**WORK ITEM**
Word for word, restate the data that follows, omitting the images.

>>>>

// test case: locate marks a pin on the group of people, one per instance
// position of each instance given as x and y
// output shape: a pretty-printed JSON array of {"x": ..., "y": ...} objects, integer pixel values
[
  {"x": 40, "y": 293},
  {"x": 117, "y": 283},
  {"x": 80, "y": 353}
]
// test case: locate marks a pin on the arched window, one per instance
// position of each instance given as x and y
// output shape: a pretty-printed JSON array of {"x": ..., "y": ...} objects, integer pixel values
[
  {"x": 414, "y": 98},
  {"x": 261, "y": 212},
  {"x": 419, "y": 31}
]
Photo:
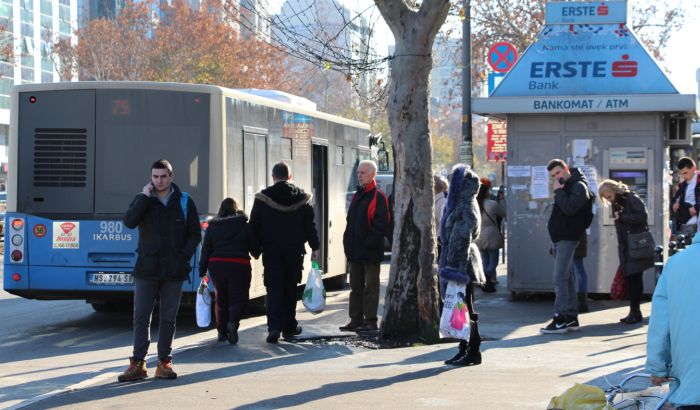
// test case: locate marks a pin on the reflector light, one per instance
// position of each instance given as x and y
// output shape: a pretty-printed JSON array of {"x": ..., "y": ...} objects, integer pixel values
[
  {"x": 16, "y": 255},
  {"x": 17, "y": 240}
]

<<<<

**TASK ANSWER**
// test case: locate marks a pin on the group of people, one per instance
// position of each instance given as x and y
// output shape: a pretty-printed JSON array of {"x": ..., "y": ...} objects, integer pixel values
[
  {"x": 40, "y": 293},
  {"x": 117, "y": 283},
  {"x": 80, "y": 353}
]
// test case: locate marks a pin on the arched window, one per instance
// position of each instance given as x and y
// output shape: a pretty-printed JSON array of {"x": ..., "y": ...} objects, integer pixel values
[
  {"x": 414, "y": 98},
  {"x": 261, "y": 212},
  {"x": 419, "y": 31}
]
Photo:
// test case: locate marks a pin on the reflector light, one per instance
// position of each instance given as x and y
// output shape: a pretty-printed JSON array of {"x": ..., "y": ...} objects, integer pixel values
[
  {"x": 16, "y": 255},
  {"x": 17, "y": 240}
]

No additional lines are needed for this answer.